(Beginning of Supplied text)

It will be understood that various modifications may be made to the embodiments disclosed herein. Therefore the above description should not be constructed as limiting, but merely as exemplifications of preferred embodiments. For example, the functions described above and implemented as the best mode for operating the present invention are for illustration purposes only. Other arrangements and methods may be implemented by those skilled in the art without departing from the scope and spirit of this invention. Moreover, those skilled in the art will envision other modifications within the scope and spirit of the specification appended hereto.
,CLAIMS:WE CLAIM:

1. An improved process for the preparation of Tenofovir alafenamide monofumarate of formula I, comprising:

a) dissolving tenofovir alafenamide in a suitable solvent,
b) combining the step a) solution with fumaric acid in a suitable solvent, and
c) isolating the tenofovir alafenamide monofumarate of formula I; wherein the particles of fumaric acid contains less than 120 µm.

(End of Supplied text)
(Beginning of Supplied records)

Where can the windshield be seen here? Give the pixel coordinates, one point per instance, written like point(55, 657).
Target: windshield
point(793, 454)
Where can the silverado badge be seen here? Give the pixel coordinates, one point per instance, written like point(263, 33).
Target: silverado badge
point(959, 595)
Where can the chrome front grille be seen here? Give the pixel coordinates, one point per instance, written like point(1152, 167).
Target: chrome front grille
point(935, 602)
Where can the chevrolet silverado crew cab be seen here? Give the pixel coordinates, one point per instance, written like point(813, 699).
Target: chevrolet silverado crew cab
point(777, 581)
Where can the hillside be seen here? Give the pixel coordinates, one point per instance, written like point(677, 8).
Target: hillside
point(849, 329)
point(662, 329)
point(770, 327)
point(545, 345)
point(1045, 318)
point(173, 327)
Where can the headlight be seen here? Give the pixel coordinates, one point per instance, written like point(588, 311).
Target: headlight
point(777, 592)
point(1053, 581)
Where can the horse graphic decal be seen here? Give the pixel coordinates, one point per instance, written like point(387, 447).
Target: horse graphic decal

(End of Supplied records)
(Beginning of Supplied records)

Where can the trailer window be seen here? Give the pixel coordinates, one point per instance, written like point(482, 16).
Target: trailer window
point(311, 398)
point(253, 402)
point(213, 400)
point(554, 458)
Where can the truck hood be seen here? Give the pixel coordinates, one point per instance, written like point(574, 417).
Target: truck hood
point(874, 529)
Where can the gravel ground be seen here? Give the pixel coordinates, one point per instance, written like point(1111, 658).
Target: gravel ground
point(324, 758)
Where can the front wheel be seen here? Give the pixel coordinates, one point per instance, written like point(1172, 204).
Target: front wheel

(End of Supplied records)
(Beginning of Supplied records)

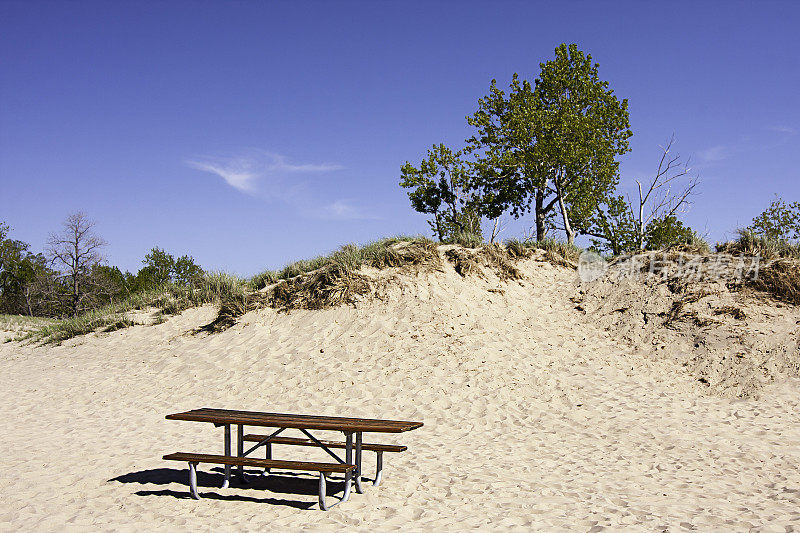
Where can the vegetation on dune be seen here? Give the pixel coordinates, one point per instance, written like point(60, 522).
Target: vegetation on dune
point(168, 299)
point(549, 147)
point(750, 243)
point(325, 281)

(End of Supplied records)

# [Aim of the exercise]
Could you continue the patent claims on preparing tenofovir alafenamide monofumarate, starting after the last claim shown?

# [Reply]
2. The process as claimed in claim 1, wherein the suitable solvent is selected from the group comprising alcohols; ethers; ketones; halogenated hydrocarbons; aromatic hydrocarbons; nitriles; amides; sulfoxides; water and mixtures thereof.

3. The process as claimed in claim 2, wherein the suitable solvent is selected from the group comprising methanol, ethanol, n-propanol, isopropanol, n-butanol, iso-butanol, tert-butanol, tetrahydrofuran, 2-methyl tetrahydrofuran, diethyl ether, methyl tertiary butyl ether, 1,4-dioxane, acetone, methyl isobutyl ketone, methyl ethyl ketone, dichloromethane, chloroform, toluene, xylene, acetonitrile, propionitrile, benzonitrile, formamide, N,N-dimethylformamide, N,N-dimethylacetamide, N-methyl-2-pyrrolidone, dimethylsulfoxide, water and mixtures thereof.

4. The process as claimed in claim 3, wherein the suitable solvent is a mixture of acetonitrile and water.

5. The process as claimed in claim 1, wherein the step a) is carried out at a temperature of up to about 60°C.

6. The process as claimed in claim 1, wherein the step b) comprises adding step a) solution to suspension of fumaric acid in a suitable solvent.

7. The process as claimed in claim 6, wherein the suitable solvent is a mixture of acetonitrile and water.

8. The process as claimed in claim 1, wherein the step b) is carried out at a temperature of below 45°C.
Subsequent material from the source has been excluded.